__Activity__:
Only the text of the records belongs in the answer, copied exactly, with every picture omitted.

__Available data__:
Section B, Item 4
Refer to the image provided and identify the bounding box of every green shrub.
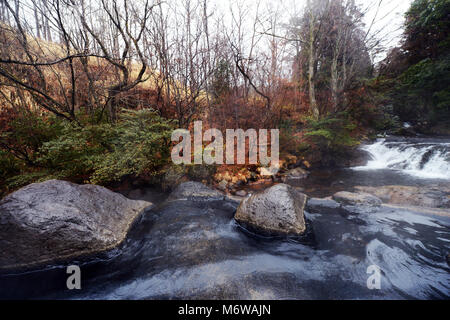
[0,151,20,181]
[0,111,65,166]
[304,113,359,153]
[36,121,113,181]
[1,109,176,193]
[278,119,307,156]
[0,150,21,196]
[302,113,361,167]
[89,109,175,184]
[5,171,58,191]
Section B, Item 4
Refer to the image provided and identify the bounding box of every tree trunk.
[34,4,41,39]
[307,5,319,120]
[331,48,339,113]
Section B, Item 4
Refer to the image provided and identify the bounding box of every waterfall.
[354,138,450,179]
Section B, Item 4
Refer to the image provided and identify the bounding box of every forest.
[0,0,448,197]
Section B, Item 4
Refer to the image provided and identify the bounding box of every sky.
[17,0,412,65]
[210,0,412,61]
[363,0,412,48]
[20,0,412,55]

__Task result__:
Section B, Item 4
Refer to the image provided and identify the bounding box of every green shrub.
[0,151,20,181]
[0,111,65,166]
[304,113,359,153]
[36,121,113,181]
[1,109,176,193]
[278,119,307,156]
[0,150,21,196]
[302,113,361,167]
[89,109,175,184]
[5,171,58,191]
Section B, Item 4
Refer to the image provided and identify the bounding box of every tree trunk.
[34,4,41,39]
[307,5,319,120]
[331,48,339,113]
Section B, Item 4
Refer to the image provided and identify the bounding box of every waterfall.
[354,138,450,179]
Section B, Item 4
Refer to the image provided and identify the bounding box of every forest.
[0,0,448,197]
Section B, Item 4
Refer to the image provided and identify the bounding box of every sky.
[17,0,412,65]
[210,0,412,61]
[363,0,412,48]
[20,0,412,55]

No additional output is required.